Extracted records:

☆ ☆ ☆ ☆

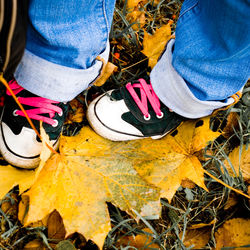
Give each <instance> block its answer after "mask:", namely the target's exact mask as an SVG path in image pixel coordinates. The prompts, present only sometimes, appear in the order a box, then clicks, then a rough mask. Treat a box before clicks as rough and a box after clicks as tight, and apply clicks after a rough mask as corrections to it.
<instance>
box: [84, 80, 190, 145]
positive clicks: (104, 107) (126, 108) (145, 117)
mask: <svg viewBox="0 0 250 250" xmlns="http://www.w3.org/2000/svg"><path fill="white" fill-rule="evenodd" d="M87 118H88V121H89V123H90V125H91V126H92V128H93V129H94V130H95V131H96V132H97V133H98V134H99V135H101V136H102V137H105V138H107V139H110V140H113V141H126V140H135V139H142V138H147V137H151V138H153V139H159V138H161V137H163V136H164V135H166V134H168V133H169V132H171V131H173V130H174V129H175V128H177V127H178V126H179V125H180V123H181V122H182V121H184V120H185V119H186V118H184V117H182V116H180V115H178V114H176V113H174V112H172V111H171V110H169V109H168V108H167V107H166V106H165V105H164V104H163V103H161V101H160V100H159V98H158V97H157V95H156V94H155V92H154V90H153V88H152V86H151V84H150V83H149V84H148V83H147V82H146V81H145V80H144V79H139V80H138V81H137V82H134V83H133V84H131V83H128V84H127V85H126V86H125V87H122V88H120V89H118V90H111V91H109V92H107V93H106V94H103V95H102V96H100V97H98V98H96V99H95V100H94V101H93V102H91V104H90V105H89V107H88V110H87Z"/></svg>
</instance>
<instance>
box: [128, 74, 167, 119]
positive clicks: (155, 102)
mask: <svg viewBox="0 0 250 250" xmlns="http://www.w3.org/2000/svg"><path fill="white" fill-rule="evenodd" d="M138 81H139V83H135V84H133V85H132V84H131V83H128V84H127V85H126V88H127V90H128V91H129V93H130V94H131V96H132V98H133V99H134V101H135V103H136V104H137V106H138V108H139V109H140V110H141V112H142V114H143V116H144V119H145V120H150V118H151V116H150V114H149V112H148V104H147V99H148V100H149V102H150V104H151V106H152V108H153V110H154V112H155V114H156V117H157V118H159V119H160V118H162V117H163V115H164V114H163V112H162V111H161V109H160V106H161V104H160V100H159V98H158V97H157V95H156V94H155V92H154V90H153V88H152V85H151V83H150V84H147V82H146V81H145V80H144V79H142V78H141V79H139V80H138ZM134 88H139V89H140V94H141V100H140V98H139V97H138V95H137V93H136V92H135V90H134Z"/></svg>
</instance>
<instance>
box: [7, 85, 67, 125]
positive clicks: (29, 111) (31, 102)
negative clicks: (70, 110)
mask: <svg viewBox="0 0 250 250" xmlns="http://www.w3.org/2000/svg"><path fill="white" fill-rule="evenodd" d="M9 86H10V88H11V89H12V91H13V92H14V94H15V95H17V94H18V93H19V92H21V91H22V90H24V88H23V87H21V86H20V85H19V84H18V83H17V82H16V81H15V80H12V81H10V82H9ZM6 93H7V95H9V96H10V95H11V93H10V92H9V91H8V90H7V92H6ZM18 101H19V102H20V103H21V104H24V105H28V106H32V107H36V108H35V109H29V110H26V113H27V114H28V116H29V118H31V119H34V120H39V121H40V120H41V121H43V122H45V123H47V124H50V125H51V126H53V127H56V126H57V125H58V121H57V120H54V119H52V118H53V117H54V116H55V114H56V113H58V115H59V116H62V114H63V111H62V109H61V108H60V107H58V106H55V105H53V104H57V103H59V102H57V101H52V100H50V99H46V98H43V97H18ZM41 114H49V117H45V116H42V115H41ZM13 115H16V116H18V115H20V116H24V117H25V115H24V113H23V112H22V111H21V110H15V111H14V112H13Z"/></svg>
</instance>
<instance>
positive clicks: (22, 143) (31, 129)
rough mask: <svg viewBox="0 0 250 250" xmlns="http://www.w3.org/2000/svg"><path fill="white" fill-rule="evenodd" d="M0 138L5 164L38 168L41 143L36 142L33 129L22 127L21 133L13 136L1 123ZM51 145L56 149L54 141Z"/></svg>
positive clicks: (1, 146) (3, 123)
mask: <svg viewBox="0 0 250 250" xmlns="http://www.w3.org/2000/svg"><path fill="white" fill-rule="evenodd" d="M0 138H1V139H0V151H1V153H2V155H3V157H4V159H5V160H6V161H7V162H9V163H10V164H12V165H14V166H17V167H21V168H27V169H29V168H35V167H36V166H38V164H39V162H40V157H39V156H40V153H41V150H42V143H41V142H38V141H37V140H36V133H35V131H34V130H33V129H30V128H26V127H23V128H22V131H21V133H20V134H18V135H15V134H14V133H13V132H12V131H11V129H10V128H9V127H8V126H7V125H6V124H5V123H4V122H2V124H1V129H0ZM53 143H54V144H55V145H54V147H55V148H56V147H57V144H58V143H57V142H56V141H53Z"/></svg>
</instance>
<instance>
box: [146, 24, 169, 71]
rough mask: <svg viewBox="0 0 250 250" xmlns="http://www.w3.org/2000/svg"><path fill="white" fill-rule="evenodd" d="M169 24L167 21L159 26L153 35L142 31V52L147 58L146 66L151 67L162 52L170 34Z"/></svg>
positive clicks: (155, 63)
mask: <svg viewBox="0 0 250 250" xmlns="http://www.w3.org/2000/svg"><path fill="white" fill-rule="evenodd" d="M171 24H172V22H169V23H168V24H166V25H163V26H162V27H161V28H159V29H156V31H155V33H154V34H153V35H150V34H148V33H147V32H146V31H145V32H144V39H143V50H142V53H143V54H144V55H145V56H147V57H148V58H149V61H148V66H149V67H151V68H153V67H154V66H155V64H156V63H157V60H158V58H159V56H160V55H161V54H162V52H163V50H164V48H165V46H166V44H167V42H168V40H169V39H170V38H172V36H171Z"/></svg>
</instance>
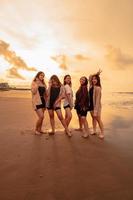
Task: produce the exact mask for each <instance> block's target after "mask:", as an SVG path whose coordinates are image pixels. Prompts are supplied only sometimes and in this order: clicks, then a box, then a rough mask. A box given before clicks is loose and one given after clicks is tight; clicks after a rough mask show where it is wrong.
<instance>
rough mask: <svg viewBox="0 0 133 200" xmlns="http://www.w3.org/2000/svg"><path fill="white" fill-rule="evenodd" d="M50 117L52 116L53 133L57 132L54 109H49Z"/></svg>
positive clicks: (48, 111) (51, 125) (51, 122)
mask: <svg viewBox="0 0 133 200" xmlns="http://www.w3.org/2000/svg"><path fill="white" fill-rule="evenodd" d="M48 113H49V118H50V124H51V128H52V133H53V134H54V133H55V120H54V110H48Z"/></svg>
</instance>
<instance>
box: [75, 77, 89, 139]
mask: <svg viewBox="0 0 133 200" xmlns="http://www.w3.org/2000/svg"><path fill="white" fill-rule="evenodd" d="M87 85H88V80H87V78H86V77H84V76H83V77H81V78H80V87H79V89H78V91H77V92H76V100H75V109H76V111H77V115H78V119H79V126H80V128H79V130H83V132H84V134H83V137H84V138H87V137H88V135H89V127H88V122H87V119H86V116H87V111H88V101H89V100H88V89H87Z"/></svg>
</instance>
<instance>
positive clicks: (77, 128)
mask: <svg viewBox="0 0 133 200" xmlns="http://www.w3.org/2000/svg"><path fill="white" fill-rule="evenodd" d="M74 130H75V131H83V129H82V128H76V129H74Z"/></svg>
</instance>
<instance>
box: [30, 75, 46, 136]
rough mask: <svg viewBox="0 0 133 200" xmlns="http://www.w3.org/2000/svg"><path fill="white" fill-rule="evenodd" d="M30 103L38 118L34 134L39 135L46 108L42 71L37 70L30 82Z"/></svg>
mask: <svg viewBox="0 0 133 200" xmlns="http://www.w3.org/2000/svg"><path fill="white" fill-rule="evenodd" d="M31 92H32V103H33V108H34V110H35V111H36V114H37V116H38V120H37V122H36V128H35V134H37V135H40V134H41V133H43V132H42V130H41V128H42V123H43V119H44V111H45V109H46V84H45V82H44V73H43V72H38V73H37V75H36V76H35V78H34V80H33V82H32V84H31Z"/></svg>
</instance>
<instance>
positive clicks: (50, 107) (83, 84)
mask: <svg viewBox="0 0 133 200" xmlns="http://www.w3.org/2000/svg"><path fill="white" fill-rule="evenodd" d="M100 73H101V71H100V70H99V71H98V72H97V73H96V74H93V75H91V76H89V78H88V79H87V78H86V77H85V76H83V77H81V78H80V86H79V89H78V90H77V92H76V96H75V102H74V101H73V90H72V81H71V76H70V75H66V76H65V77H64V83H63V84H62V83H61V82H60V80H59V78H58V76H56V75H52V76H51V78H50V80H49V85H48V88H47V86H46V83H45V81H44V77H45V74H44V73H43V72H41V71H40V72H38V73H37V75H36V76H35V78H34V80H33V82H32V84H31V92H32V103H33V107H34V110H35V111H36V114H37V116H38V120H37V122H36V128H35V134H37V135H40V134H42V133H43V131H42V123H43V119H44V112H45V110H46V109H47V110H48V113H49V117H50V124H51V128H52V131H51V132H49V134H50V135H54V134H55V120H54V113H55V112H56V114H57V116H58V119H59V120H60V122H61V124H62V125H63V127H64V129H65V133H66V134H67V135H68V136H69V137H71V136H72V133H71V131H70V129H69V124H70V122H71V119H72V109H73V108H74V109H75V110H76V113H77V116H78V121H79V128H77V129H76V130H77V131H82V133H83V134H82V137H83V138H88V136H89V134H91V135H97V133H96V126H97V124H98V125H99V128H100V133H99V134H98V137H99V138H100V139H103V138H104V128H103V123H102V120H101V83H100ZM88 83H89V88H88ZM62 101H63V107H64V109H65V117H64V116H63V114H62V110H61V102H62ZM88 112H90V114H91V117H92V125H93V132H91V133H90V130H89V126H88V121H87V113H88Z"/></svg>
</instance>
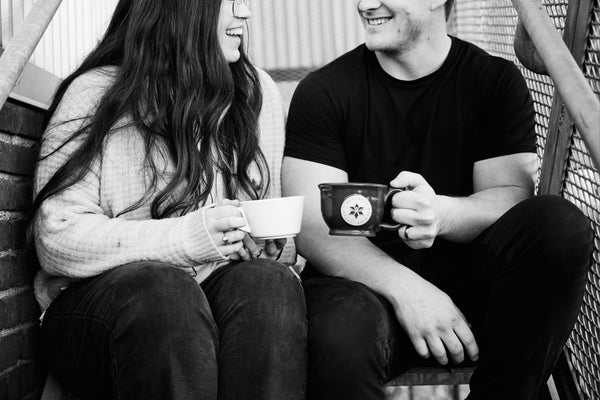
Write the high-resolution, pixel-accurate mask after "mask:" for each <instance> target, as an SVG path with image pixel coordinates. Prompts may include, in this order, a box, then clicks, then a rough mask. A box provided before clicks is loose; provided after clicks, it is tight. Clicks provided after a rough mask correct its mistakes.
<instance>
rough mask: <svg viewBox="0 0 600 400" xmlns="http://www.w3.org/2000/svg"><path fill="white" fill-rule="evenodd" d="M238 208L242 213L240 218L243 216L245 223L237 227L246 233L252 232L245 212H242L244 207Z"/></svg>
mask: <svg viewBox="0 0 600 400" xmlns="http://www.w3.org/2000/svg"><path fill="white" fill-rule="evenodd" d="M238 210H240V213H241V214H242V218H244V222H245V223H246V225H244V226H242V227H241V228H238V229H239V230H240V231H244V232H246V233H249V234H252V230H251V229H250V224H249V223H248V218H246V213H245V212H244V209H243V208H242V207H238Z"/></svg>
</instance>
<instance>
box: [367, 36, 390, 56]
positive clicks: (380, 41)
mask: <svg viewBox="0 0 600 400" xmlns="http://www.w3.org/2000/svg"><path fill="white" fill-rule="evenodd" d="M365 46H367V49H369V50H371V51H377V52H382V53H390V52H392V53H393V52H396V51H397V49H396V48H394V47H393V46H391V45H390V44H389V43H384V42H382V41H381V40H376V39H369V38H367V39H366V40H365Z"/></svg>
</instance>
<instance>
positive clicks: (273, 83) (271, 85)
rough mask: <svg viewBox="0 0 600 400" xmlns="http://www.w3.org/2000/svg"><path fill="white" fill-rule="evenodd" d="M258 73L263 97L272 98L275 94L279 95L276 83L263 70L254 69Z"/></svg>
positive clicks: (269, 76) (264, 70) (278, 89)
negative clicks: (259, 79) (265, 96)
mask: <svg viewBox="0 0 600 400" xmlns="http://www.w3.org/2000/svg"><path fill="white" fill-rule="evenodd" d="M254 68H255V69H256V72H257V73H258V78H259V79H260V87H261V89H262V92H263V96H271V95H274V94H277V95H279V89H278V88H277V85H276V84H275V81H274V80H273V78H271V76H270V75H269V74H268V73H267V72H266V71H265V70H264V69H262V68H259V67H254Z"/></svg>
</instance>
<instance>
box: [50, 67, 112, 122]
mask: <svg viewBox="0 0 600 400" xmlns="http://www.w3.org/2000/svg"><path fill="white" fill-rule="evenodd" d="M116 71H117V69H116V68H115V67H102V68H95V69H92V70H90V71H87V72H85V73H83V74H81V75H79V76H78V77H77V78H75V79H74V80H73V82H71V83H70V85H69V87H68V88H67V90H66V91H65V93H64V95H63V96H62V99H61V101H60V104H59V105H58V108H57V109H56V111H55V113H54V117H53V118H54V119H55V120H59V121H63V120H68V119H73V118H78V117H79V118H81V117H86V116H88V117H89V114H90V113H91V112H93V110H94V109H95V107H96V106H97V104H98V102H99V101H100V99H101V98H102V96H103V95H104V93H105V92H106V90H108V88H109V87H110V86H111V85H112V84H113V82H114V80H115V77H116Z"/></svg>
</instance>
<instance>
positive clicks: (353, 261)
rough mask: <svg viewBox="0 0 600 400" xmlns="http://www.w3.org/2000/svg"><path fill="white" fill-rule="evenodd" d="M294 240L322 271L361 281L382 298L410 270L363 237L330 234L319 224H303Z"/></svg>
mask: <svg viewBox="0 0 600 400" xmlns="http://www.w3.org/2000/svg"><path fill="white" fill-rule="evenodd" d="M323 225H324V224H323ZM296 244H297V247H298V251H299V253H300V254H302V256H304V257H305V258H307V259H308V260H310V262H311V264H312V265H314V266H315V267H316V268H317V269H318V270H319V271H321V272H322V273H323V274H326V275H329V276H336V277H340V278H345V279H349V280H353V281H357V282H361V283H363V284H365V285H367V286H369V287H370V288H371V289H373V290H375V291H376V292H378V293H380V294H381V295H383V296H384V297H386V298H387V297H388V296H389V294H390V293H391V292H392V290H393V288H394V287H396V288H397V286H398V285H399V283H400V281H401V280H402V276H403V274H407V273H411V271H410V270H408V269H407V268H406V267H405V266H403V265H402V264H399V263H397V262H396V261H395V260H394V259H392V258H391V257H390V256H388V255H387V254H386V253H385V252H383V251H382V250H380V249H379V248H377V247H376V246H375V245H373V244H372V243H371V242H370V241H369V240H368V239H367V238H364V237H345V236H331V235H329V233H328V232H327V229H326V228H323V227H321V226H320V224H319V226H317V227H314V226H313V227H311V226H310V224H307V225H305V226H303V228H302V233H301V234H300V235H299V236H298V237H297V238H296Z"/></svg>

☆ ☆ ☆ ☆

AIM OF THE TASK =>
Count the lines in the data above that contain the string "tight", treating uppercase and lowercase as different. Give only the number.

FINISHED TASK =>
3